제공 자료:
----------

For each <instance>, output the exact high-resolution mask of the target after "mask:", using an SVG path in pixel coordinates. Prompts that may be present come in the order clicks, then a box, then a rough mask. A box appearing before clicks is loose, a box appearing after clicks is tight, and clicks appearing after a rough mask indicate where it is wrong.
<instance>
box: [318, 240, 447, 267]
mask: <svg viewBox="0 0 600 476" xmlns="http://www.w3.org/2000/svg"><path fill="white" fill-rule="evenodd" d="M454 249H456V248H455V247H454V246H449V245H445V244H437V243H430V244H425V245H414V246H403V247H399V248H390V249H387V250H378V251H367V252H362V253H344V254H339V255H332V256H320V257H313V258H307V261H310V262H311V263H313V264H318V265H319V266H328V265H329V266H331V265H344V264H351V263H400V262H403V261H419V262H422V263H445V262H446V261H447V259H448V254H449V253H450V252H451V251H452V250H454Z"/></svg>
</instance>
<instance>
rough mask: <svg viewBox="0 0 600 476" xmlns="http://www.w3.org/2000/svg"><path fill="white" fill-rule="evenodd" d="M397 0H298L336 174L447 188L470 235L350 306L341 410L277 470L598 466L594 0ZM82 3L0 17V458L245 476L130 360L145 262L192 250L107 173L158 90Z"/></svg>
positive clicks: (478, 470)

----------

할 일:
위 목록의 모든 줄을 다시 쓰되 "rough mask"를 "coarse mask"로 바꾸고 나머지는 그대로 두세요.

실습 결과:
For each <instance>, output the exact high-resolution mask of the target after "mask:", using an SVG path in pixel coordinates. Prompts that may be present come in the order clicks, then a box, then a coarse mask. A box appearing before clicks is loose, a box appearing after clicks is tight, and clicks appearing after a coarse mask indicate where it is wrong.
<instance>
box: [318, 240, 447, 267]
mask: <svg viewBox="0 0 600 476" xmlns="http://www.w3.org/2000/svg"><path fill="white" fill-rule="evenodd" d="M454 249H456V248H455V247H454V246H449V245H445V244H437V243H430V244H425V245H414V246H403V247H399V248H390V249H387V250H378V251H367V252H362V253H344V254H339V255H332V256H320V257H313V258H307V261H310V262H311V263H313V264H318V265H319V266H328V265H329V266H331V265H344V264H351V263H400V262H403V261H419V262H422V263H445V262H446V261H447V259H448V254H449V253H450V252H451V251H452V250H454Z"/></svg>
</instance>
<instance>
coarse mask: <svg viewBox="0 0 600 476" xmlns="http://www.w3.org/2000/svg"><path fill="white" fill-rule="evenodd" d="M397 0H298L336 174L447 188L470 235L350 306L341 410L277 470L598 466L594 0ZM82 3L0 17V458L245 476L130 360L145 262L192 250L107 173L158 90Z"/></svg>
positive clicks: (478, 470)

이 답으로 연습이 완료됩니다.